*** Opening of TEXT SEGMENT ***
Your responsibility for a child’s safety begins before children even arrive at your program. It continues until children are safely under their families’ supervision. This lesson will help you ensure that safety rules and procedures are followed when children are around or transported in vehicles, on foot, on bike, or entering and exiting the bus as they are coming to your program or leaving for the day. It will also address how you can ensure children’s safety when you transport them.

Objectives
  • Recognize safe procedures for arrival and departure.
  • Discuss with children how to travel safely to and from the program.
  • Select safety items for a vehicle safety kit.
  • Practice a daily pre-trip vehicle safety inspection.
  • Apply safety guidelines when transporting children.

Learn

Know

Children may come to and leave your family child care program in different ways:

  • Depending on their age, they may walk to your home with or without their parent.
  • Their parents may drive and drop them off.
  • School-age children may arrive by bus after school.

Transportation-related injuries are a very real risk for young children. It is important to prepare for walkers, bus riders, bike riders, and those who are dropped off by car. Knowing and observing traffic safety rules are the first steps in preventing accidents. It is also important to develop and follow specific policies for how children arrive and depart from your program.

Drop-off and Pickup

It is very important to have a drop-off and pickup process. This helps ensure that:

  • children are physically safe around vehicles and traffic,
  • you have time to connect with families, and
  • you are fully aware and can adequately track all the children in your care and to whom they have been released (see Lesson Two, Ratios and Supervision).

What happens if several families arrive at once to drop off or pick up their children? Without a process, drop-off and pickup could become chaotic and cause traffic issues on nearby streets. Congestion and confusion can also lead to unsafe driving behaviors as drivers rush or become frustrated. The process that you develop for loading and unloading should be discussed and demonstrated with children, their families, and drivers.   

Vehicle Transportation

You may transport children for a variety of reasons, including daily transportation to and from your child care program or an occasional field trip. Regardless of how often you transport children, you need to know how to keep them safe on the road.

Driver Qualifications

The American Academy of Pediatrics recommends that drivers of vehicles transporting children should fit the following qualifications:

  • Be at least 21 years old.
  • Be licensed to drive the vehicle.
  • Have a safe driving record for at least five years.
*** Close of TEXT SEGMENT ***
*** Opening of RECORDS SUPPLIED ***
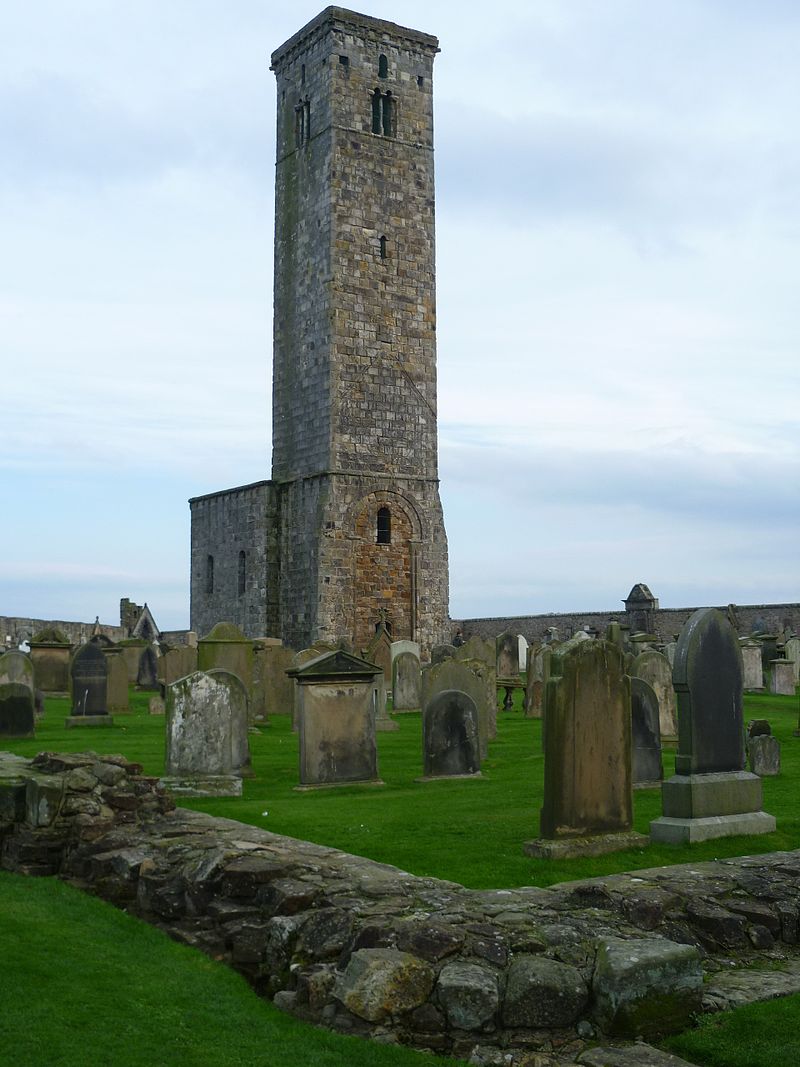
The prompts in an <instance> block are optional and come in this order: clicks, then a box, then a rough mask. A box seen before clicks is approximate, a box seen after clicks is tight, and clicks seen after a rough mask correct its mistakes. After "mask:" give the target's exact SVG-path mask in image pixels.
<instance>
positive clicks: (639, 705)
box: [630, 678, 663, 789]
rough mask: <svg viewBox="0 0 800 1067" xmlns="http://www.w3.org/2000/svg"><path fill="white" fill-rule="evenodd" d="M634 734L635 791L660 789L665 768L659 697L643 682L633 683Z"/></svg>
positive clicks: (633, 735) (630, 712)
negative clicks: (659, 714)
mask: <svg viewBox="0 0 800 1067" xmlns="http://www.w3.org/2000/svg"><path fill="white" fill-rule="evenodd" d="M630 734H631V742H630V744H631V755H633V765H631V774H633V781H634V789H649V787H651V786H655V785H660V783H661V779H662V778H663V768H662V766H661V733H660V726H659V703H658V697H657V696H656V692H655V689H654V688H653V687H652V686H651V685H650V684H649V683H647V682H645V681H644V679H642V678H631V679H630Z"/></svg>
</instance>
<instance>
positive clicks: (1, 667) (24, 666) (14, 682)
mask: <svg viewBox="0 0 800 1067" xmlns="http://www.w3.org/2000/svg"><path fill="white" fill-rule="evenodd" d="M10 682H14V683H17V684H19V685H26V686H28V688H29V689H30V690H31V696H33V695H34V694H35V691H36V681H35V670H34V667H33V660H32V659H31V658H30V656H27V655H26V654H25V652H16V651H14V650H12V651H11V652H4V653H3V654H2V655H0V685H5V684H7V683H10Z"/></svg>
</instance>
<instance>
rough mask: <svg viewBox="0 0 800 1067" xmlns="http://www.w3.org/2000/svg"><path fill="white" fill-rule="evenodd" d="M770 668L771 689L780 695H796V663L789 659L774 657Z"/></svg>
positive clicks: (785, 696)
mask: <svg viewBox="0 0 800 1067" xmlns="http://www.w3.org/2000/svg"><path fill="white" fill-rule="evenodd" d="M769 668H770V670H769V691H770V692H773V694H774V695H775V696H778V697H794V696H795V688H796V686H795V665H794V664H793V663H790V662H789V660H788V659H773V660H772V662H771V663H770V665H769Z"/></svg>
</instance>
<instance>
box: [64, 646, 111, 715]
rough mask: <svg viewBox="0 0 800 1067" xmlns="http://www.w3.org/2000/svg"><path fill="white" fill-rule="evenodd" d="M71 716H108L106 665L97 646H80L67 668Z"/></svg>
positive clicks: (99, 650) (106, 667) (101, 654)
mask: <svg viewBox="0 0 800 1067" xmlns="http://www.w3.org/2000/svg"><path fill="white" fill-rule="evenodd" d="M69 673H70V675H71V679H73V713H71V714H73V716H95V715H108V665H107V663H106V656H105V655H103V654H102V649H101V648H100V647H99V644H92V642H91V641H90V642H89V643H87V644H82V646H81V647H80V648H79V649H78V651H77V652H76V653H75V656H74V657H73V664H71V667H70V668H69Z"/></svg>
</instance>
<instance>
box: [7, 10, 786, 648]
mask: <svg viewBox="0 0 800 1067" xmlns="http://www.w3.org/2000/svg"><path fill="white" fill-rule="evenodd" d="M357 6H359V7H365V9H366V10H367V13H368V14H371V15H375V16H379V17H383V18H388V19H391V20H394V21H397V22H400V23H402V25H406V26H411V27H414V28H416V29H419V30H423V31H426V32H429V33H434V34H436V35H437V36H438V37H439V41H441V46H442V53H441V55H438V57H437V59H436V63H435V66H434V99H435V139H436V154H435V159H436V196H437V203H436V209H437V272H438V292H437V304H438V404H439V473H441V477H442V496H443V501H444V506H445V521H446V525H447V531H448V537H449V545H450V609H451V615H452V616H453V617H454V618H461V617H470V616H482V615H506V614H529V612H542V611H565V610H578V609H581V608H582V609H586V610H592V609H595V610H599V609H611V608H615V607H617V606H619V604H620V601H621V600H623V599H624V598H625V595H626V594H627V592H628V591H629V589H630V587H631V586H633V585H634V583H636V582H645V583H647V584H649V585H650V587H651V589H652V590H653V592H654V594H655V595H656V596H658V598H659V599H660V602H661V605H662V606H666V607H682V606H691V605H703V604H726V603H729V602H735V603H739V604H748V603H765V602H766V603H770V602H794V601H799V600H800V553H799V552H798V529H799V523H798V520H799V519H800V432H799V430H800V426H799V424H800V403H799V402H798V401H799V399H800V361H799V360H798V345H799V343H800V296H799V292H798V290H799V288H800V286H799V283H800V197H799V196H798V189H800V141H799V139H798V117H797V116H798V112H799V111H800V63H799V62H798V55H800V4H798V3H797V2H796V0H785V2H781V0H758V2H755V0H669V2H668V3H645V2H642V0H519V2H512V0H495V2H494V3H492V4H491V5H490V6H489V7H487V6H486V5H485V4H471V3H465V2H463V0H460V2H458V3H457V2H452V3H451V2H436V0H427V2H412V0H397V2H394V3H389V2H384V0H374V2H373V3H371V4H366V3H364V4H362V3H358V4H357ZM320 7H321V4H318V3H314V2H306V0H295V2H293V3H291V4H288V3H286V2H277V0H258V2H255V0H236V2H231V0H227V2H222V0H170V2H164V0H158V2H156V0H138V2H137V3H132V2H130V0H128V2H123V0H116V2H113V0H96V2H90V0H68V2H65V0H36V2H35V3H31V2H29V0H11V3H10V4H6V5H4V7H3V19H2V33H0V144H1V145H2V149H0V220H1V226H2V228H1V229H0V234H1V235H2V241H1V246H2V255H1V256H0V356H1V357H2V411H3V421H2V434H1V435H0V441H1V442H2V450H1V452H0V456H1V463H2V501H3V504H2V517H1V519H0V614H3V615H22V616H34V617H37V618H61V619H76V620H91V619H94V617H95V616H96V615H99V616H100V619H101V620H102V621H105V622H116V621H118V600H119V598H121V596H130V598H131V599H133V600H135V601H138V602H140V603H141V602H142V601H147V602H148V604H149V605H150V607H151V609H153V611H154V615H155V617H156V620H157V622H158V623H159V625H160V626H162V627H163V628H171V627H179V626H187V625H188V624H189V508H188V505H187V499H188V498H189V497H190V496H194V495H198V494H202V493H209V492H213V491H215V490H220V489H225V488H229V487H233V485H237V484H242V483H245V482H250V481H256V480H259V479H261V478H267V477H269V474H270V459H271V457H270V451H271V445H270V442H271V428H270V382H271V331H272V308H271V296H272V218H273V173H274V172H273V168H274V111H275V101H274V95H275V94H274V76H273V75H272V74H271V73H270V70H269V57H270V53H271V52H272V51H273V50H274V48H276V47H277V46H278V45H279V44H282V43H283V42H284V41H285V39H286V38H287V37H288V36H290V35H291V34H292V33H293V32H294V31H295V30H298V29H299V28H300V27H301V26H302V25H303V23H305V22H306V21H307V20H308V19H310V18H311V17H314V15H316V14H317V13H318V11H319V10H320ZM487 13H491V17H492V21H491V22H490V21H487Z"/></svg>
*** Close of RECORDS SUPPLIED ***
*** Opening of RECORDS SUPPLIED ***
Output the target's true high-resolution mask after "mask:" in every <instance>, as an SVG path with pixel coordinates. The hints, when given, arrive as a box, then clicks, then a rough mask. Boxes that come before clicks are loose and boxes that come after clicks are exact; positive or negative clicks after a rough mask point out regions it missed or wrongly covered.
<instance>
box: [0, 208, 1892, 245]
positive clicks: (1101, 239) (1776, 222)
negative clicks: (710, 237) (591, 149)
*** Close of RECORDS SUPPLIED ***
* **ASSIGNMENT 1**
Rewrite the passage on children's transportation safety, starting at the words "Transportation-related injuries are" and ending after "from your program.", with "walkers" changed to "pedestrians".
* **ASSIGNMENT 2**
Answer these questions from the passage on children's transportation safety:
(a) How old should drivers transporting children be, according to the American Academy of Pediatrics?
(b) What can congestion and confusion at drop-off and pickup lead to?
(c) How may school-age children arrive at the program?

* **TASK SOLUTION 1**
Transportation-related injuries are a very real risk for young children. It is important to prepare for pedestrians, bus riders, bike riders, and those who are dropped off by car. Knowing and observing traffic safety rules are the first steps in preventing accidents. It is also important to develop and follow specific policies for how children arrive and depart from your program.

* **TASK SOLUTION 2**
(a) At least 21 years old.
(b) Unsafe driving behaviors as drivers rush or become frustrated.
(c) By bus after school.